### Supplied text
════════

Making Space for The Well Life

I’ve been treating people for only 17 years, but in that small period of time there has been a change in the prevalence of certain problems. Every year, I see more people with anxiety, depression, poor mental focus, and difficulty sleeping. It’s possible that the incidence of these challenges isn’t really increasing. It could just be a matter of who my clients are, or a case of having a vocabulary to define these issues where one didn’t previously exist. But I don’t think so.

I think there is an actual increase in these issues, and there are several reasons why, but one stands out to me above all others: lack of space.

About a year ago, Briana and I started working on a book to teach people about whole-life wellness – wellness that goes beyond a healthy body and mind. Our methodology arose from our backgrounds in Eastern medicine. The systems we practice (Ayurveda and Traditional Chinese Medicine [TCM]) are founded on philosophies of dynamic balance. In TCM there’s the two-part balance of yin and yang. In Ayurveda there’s a three-part balance of sattva, rajas, and tamas. And both systems also express balance in terms of five elements. For our system, we chose an expression of balance based on three elements: Structure, Sweetness, and Space.

Sweetness is our term for all the feel-good, nourishing activities and practices of life. Building sweetness depends not just on deliberately engaging in more time with friends and long baths. It’s also a matter of finding the sweet and recognizing the beauty within all kinds of daily tasks, and relishing it.

Structure is the means by which we organize and plan a life that works (without feeling crazy and overwhelmed). It’s how we achieve goals, enact change, do our work, and bring our purpose into the world. Some people need more structure, others need less. The ideal is structure that’s healthy, efficient, and graceful.

As we were deep in conversation about how to distill our key concepts into something simple, the words Sweetness and Structure came to us in a flash. But we both felt there was a third element yet to be revealed. We tossed ideas back and forth for a while, then decided to sit quietly with it for a few minutes. And in that space, the word “space” entered both our minds simultaneously. “Of course,” we said, “space.”

When first explaining this concept to others, Space was a little hard to put a finger on, like space itself. And yet, nobody failed to understand when I said, “It’s what we’re filling – every spare moment of it – by keeping ourselves perpetually mentally engaged.” When you sit down on the toilet and experience disappointment at the realization that you don’t have your phone with you, that should be a red flag.

Life would feel meaningless without Sweetness. You’d never get anything done without Structure. And without Space . . . you’d go crazy (maybe a little, maybe a lot).

════════

### Your task
Answer these questions from the text on whole-life wellness.
(a) For how many years has the writer been treating people?
(b) Which two systems of Eastern medicine do the writer and Briana practice?
(c) What does the text call the ideal kind of structure?

════════

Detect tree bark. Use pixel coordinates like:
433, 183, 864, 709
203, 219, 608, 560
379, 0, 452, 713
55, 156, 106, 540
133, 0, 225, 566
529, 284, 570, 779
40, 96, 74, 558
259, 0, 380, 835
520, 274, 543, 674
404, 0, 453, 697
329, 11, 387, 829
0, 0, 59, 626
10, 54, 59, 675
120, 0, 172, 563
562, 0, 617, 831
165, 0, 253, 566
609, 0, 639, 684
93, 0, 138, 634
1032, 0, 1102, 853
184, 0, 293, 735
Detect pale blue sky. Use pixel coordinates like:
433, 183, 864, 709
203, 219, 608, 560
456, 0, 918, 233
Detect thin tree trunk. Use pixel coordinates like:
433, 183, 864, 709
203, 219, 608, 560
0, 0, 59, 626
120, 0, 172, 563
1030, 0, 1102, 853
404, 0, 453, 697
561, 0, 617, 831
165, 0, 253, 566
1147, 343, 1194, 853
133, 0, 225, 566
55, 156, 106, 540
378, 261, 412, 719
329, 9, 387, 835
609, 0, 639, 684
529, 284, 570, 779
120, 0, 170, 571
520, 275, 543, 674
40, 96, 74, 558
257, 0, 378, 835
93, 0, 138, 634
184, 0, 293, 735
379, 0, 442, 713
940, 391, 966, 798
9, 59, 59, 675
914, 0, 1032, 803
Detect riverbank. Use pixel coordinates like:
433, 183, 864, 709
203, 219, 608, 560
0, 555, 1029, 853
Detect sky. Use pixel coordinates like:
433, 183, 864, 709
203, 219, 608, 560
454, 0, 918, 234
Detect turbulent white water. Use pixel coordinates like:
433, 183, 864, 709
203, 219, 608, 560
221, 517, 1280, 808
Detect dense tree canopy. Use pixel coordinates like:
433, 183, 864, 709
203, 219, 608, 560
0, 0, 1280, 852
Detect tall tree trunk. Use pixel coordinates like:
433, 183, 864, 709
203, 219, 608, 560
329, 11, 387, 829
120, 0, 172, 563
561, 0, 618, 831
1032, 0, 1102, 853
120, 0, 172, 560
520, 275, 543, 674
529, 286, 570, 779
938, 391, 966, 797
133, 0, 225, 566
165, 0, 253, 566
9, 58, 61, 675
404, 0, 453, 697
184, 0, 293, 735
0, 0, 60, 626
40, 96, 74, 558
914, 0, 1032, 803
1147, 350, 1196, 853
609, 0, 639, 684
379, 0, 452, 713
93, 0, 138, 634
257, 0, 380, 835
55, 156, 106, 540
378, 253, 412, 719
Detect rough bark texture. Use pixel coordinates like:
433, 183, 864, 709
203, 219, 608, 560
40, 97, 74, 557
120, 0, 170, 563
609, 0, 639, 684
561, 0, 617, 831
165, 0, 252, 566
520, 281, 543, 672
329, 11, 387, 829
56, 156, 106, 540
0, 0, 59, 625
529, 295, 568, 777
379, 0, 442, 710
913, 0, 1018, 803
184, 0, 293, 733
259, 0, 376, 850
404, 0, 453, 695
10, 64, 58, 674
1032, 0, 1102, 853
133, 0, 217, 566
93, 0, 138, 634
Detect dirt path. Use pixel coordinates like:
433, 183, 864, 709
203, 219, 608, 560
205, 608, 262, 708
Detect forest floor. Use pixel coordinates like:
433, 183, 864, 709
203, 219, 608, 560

════════

### Response
(a) 17 years
(b) Ayurveda and Traditional Chinese Medicine (TCM)
(c) Structure that's healthy, efficient, and graceful